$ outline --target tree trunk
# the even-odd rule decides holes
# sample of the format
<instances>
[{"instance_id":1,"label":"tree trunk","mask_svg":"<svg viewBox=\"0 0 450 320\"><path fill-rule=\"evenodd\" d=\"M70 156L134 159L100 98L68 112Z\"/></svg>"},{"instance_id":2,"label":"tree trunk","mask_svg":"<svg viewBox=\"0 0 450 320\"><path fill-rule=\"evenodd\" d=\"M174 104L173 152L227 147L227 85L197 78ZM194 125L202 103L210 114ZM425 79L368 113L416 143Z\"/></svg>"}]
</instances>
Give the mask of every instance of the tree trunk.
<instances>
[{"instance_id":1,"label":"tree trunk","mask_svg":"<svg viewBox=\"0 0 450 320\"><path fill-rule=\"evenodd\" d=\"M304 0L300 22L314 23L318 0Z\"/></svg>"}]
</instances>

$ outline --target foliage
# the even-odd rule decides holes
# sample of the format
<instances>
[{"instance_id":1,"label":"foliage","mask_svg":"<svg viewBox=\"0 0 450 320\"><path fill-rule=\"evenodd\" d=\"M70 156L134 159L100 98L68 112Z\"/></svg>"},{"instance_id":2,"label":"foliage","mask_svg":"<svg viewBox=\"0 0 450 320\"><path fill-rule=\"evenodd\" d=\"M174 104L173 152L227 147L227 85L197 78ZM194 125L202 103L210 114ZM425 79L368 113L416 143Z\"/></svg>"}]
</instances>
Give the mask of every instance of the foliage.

REQUIRED TASK. Switch each "sample" in the rows above to "example" and give all the rows again with nothing else changed.

EXERCISE OUTPUT.
$ outline --target tree trunk
# the even-odd rule decides holes
# example of the format
<instances>
[{"instance_id":1,"label":"tree trunk","mask_svg":"<svg viewBox=\"0 0 450 320\"><path fill-rule=\"evenodd\" d=\"M70 156L134 159L100 98L68 112Z\"/></svg>"},{"instance_id":2,"label":"tree trunk","mask_svg":"<svg viewBox=\"0 0 450 320\"><path fill-rule=\"evenodd\" d=\"M174 104L173 152L227 147L227 85L197 78ZM194 125L202 103L210 114ZM425 79L368 113L416 143Z\"/></svg>"}]
</instances>
Give the mask of every instance of the tree trunk.
<instances>
[{"instance_id":1,"label":"tree trunk","mask_svg":"<svg viewBox=\"0 0 450 320\"><path fill-rule=\"evenodd\" d=\"M304 0L300 22L314 23L318 0Z\"/></svg>"}]
</instances>

$ outline --target foliage
# the even-odd rule decides holes
# example of the format
<instances>
[{"instance_id":1,"label":"foliage","mask_svg":"<svg viewBox=\"0 0 450 320\"><path fill-rule=\"evenodd\" d=\"M70 156L134 159L100 98L68 112Z\"/></svg>"},{"instance_id":2,"label":"foliage","mask_svg":"<svg viewBox=\"0 0 450 320\"><path fill-rule=\"evenodd\" d=\"M174 104L173 152L227 147L227 85L197 78ZM194 125L202 103L210 114ZM425 79L368 113L416 143Z\"/></svg>"}]
</instances>
Give the mask of every instance of the foliage.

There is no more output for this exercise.